- WHAT IS BEING ASKED:
From the first line to the last, write out the records exactly.

Extracted records:
Segment Open

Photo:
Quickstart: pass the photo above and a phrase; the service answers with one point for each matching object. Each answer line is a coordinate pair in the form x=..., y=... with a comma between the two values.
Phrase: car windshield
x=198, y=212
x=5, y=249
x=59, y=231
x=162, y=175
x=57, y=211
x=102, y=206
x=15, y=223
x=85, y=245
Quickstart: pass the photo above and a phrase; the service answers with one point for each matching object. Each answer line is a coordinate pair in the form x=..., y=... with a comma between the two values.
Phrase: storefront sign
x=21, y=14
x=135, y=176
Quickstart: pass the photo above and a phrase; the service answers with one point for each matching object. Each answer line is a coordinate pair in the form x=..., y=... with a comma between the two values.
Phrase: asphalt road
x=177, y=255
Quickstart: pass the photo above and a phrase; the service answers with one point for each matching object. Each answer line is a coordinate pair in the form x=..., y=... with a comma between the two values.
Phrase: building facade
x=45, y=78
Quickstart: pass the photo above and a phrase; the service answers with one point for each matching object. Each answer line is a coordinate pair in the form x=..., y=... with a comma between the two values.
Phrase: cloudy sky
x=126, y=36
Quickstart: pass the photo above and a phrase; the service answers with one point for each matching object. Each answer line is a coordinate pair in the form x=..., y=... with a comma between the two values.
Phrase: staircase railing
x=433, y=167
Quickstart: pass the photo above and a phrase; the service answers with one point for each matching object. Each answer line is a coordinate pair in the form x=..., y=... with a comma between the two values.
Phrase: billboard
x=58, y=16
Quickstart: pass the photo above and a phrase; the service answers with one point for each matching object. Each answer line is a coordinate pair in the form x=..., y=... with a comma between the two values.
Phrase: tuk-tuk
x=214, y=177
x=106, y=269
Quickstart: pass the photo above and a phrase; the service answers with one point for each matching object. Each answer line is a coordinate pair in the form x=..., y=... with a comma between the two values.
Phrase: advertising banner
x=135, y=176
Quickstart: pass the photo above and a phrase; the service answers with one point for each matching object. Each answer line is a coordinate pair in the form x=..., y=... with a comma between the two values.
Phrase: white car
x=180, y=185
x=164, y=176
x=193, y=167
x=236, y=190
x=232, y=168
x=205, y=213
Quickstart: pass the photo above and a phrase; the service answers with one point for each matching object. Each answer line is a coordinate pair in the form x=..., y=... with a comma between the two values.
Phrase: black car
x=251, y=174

Segment Closed

- YOUR SOLUTION:
Photo:
Quickstart: pass the photo above and a phrase; the service answers with one point for each matching object. Each answer line is a coordinate pair in the form x=..., y=... with a comma between the two values.
Phrase: car windshield
x=198, y=212
x=5, y=249
x=59, y=231
x=162, y=175
x=57, y=211
x=102, y=206
x=15, y=223
x=85, y=245
Quickstart: pass the photo above and a phrase; the service answers with one point for each matching object. Each answer line is a coordinate pair in the form x=..., y=... with a comma between the two values.
Phrase: storefront sign
x=21, y=14
x=135, y=176
Quickstart: pass the photo above and a phrase; the service answers with one point for each matching object. Each answer line is a coordinate pair in the form x=..., y=... with a comma between the two values.
Phrase: asphalt road
x=177, y=255
Quickstart: pass the photo above and a phrase; the service answers with one point for each matching object. Each answer line is a coordinate pair in the form x=..., y=... with a comma between the two values.
Phrase: building facade
x=45, y=78
Quickstart: pass the photo above and a phrase; the service answers with one point for each matching object. Each answer line is a coordinate pair in the form x=..., y=... with a comma between the two values.
Phrase: cloudy sky
x=126, y=36
Quickstart: pass the photo above and a phrase; the service answers with one point for each matching object. Each answer line is a coordinate pair in the form x=..., y=... with a comma between the two values.
Phrase: staircase railing
x=433, y=167
Quickstart: pass the photo above and a phrase; the service answers with one point for each matching object. Each answer line is a coordinate pair in the form x=..., y=... with a comma between the two values.
Phrase: billboard
x=58, y=16
Quickstart: pass the photo above and a phrase; the service answers with one point for each matching object. Each answer line is a coordinate pair in the form x=..., y=... with a comma between the two values.
Phrase: tuk-tuk
x=214, y=177
x=106, y=269
Quickstart: pass the photo above and a phrase; the service answers with one point for each matching object. Each answer line is a coordinate pair in the form x=..., y=... with a comma between the two values.
Phrase: advertising banner
x=135, y=176
Quickstart: pass the photo above and a phrase; the service answers with one point for each matching object. Each answer line is a coordinate pair in the form x=..., y=... with a comma between the two values.
Phrase: white car
x=180, y=185
x=164, y=176
x=193, y=167
x=236, y=190
x=232, y=168
x=205, y=213
Quickstart: pass the photo above and a phrase; the service answers with one point for each matching object. Each answer line is a coordinate pair in the form x=..., y=... with a comma between the two values.
Phrase: black car
x=251, y=174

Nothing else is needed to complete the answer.